*** SUPPLIED PASSAGE Section Begins ***

In the years since the loss of her husband, Josefina kept busy by working at the restaurant, taking care of her grandchildren and meeting friends for the occasional cup of coffee. While she was surrounded by people who loved her, she still felt lonely sometimes. When she mentioned this to Rogelia, her close friend, over coffee one day, her friend exclaimed, “Of course you feel lonely! It’s been nearly five years since Manuel passed away, and you haven’t dated anyone!” At first Josefina recoiled at the idea of dating someone. How could she date anyone after losing the love of her life? What would her kids think? What would people think of her having a boyfriend in her 60’s? However, Rogelia reassured her that Manuel would want her to be happy. She suggested that Josefina come to salsa night at the local senior center to meet some new people. Reluctantly, Josefina agreed.
Later that week, the women attended salsa night, where Josefina met a handsome widower named Juan Ignacio. She was surprised by how much fun they had dancing and talking that night– she hadn’t felt so lighthearted in years. So at the end of the night when he asked to take her out to dinner the following week she didn’t even think twice before accepting his invitation to dinner.
Soon after they first met, Josefina and Juan Ignacio started dating. While their relationship was short-lived, it made her happy while it lasted. A few months after their relationship ended she went to the doctor for an annual checkup. During the physical her doctor conducted routine tests, including an HIV test, which came back positive.
She was shocked and devastated by the diagnosis. Other than her husband, Juan Ignacio was the only man she’d ever been with – how could this be possible? Her doctor asked if they had used protection, which surprised her. She could no longer get pregnant, so she hadn’t thought to use protection. The doctor gently explained more about HIV/AIDS and who it affects. Josefina was surprised to learn that she was not alone – many older adults were living with HIV, and now she was one of them.
Carmen and Luis
Carmen is a Cuban-American who grew up in the Little Havana neighborhood of Miami. As a teenager she met Luis and got married right after she graduated high school. Family was very important to them both, so they decided to buy their first home in Little Havana in order to be close to both of their families. Luis was a construction manager and Carmen kept busy as a stay-at-home mom to their seven children. They had a humble life together, but were happy.
After nearly 50 years of marriage, Luis became very sick and had to be hospitalized. While running tests to determine his ailment, the doctors discovered that he had AIDS. The couple was shocked. Carmen had heard of AIDS, but never thought that it was a disease that would affect their family. Shortly after Luis was diagnosed, he passed away. Upon the suggestion of the doctors, Carmen got tested for HIV and the results came back positive.
She was devastated by the loss of her husband, and the news of her diagnosis only compounded that feeling. She thought that she would meet the same end as her husband. However, the doctor explained to her and her family the difference between HIV and AIDS. He told her that due to the incredible advancements in medical treatment over the years, people living with HIV can live fulfilling and relatively normal lives. He assured her that by taking her medications as prescribed, she could manage her HIV like any other chronic disease. With the love and support of her family, Carmen began treatment immediately following her diagnosis.
It’s been ten years since Luis passed away and Carmen is thriving because she has followed the treatment guidelines that her doctor recommended. She is HIV-positive, but she is still AIDS-free.
The opinions expressed in this article are those of the author and do not necessarily reflect those of the Diverse Elders Coalition.

*** SUPPLIED PASSAGE Section Ends ***

__QUESTIONS__
A - In the HIV stories, rewrite the part from "Carmen and Luis" up to and including "but were happy.", switching "stay-at-home mom" to "homemaker".
B - According to the HIV stories, how long had it been since Manuel passed away when Rogelia told Josefina she hadn't dated anyone?
The listing that follows comes from a separate source and is unrelated to the HIV stories.

*** PROVIDED RECORDS Section Begins ***

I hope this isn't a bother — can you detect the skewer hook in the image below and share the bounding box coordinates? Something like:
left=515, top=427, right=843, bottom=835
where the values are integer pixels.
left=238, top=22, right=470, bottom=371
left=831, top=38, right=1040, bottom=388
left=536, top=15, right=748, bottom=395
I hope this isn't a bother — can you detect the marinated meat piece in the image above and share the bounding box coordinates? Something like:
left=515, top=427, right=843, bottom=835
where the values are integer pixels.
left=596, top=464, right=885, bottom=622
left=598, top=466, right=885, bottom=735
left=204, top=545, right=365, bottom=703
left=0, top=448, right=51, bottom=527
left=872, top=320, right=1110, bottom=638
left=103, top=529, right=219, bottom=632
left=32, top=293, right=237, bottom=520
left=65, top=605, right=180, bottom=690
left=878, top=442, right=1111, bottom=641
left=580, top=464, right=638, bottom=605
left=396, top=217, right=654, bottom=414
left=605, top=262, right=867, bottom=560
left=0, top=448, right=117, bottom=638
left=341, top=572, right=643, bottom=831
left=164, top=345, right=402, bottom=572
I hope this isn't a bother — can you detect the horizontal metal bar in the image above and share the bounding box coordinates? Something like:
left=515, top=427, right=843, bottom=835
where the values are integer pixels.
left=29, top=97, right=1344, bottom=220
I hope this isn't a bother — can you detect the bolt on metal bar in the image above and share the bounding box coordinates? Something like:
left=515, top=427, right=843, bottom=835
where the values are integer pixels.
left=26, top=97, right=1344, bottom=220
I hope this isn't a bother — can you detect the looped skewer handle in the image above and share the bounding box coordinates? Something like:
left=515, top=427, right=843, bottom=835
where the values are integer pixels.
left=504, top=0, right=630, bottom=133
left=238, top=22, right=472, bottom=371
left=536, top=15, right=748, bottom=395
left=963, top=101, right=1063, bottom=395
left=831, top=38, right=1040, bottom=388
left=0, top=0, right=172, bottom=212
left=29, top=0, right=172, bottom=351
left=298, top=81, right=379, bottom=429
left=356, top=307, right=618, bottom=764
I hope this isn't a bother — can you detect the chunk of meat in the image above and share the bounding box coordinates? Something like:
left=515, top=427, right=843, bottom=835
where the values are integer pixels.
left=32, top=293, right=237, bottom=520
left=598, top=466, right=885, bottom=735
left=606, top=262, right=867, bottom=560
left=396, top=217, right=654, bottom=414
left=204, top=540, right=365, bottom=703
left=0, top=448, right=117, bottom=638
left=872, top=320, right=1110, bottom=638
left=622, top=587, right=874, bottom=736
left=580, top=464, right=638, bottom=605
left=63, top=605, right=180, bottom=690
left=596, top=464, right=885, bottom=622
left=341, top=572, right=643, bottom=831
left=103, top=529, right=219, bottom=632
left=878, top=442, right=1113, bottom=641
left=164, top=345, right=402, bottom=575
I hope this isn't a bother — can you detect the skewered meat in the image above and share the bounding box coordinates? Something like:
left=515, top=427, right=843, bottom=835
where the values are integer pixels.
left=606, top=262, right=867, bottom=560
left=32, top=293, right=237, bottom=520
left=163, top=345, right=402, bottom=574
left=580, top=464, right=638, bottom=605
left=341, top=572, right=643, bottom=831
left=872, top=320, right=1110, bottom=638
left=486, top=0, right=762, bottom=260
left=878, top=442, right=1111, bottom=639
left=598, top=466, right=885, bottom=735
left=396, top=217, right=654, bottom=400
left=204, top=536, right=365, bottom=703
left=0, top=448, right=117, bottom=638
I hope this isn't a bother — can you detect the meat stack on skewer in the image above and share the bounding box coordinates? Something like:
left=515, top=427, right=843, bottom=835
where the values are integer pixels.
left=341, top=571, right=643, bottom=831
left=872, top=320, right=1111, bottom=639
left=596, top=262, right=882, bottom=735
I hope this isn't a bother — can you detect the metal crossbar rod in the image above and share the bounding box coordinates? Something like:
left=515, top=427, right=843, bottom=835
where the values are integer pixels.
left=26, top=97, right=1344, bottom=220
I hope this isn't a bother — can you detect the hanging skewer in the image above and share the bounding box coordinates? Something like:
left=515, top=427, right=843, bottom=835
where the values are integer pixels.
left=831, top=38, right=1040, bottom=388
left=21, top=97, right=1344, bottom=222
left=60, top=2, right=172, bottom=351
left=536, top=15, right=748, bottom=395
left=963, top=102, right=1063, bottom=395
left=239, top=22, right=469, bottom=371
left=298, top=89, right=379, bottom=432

*** PROVIDED RECORDS Section Ends ***

__SOLUTIONS BELOW__
A -
Carmen and Luis
Carmen is a Cuban-American who grew up in the Little Havana neighborhood of Miami. As a teenager she met Luis and got married right after she graduated high school. Family was very important to them both, so they decided to buy their first home in Little Havana in order to be close to both of their families. Luis was a construction manager and Carmen kept busy as a homemaker to their seven children. They had a humble life together, but were happy.

B - Nearly five years.